- Directive A:
Could you write out the stretch of the AR app description below from "demo_video.mp4" through "data because of duplicate surnames)"?
- Directive B:
Can you condense the paragraph beginning "In this application the user can retrieve" in the AR app description below into a short bulleted list that keeps its main facts?

╭─ Supplied text

AR Location-Based Android App - Information Retrieval using optical character recognition and display it using augmented reality
In the folder Report/ you can find a detailed report and a presentation in greek
In this application the user can retrieve information about professionals (e.g. doctors) and interact with them via a virtual signage using AR. To retrieve the correct data, the user scans signages found on buildings with their smartphone. In addition, optical character recognition is performed to find the professional's last name on the signage . After the succesful OCR a search on a local database follows that is based on the scanned last name and user's current location (essential to avoid mistakes because of duplicate surnames).
demo_video.mp4
- Implementation of an innovative and interactive Android application.
- Information retieval from signages that can be found outside or inside buildings.
- Search using Optical Character Recognition and user's Location.
- Display of information using Augmented reality
- Signage scan
- OCR
- LBS
- Seach on the database (by recognized surname and user's current location to avoid wrong data because of duplicate surnames)

╰─
╭─ Entries provided

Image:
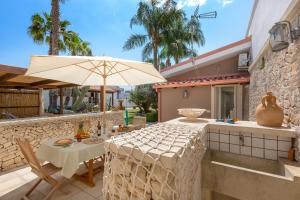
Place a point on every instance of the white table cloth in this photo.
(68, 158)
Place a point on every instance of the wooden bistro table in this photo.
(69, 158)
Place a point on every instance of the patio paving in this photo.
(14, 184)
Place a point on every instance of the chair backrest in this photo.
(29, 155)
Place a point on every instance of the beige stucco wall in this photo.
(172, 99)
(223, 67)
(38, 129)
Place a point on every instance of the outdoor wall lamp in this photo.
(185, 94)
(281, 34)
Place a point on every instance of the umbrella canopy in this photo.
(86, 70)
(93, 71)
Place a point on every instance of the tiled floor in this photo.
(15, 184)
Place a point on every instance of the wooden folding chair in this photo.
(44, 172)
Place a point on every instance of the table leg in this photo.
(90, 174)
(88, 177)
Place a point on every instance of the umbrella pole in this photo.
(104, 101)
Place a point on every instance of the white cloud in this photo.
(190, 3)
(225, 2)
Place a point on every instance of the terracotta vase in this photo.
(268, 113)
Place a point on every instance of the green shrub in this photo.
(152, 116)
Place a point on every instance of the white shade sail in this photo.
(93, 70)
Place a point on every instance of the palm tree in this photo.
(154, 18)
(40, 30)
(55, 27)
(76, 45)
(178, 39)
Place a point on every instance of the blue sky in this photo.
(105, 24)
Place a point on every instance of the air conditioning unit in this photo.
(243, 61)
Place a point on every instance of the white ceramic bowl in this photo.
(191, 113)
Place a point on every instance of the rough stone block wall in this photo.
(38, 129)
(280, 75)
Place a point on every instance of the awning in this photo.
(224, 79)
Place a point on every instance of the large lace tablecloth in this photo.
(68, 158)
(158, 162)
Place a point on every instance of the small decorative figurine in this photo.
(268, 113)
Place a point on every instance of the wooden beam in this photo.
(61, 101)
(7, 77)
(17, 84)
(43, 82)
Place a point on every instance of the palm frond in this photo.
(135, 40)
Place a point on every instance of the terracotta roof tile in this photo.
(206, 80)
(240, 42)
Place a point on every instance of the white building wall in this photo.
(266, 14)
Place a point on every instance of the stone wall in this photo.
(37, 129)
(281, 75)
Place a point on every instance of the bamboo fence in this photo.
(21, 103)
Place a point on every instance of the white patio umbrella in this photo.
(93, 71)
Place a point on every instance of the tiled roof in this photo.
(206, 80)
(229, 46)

╰─

- Full answer A:
demo_video.mp4
- Implementation of an innovative and interactive Android application.
- Information retieval from signages that can be found outside or inside buildings.
- Search using Optical Character Recognition and user's Location.
- Display of information using Augmented reality
- Signage scan
- OCR
- LBS
- Seach on the database (by recognized surname and user's current location to avoid wrong data because of duplicate surnames)

- Full answer B:
- Through a virtual signage shown with AR, the user gets information about professionals (e.g. doctors) and interacts with them.
- The user scans signages on buildings with a smartphone.
- OCR finds the professional's last name on the signage.
- A local database is then searched by that last name and the user's current location, which avoids mistakes from duplicate surnames.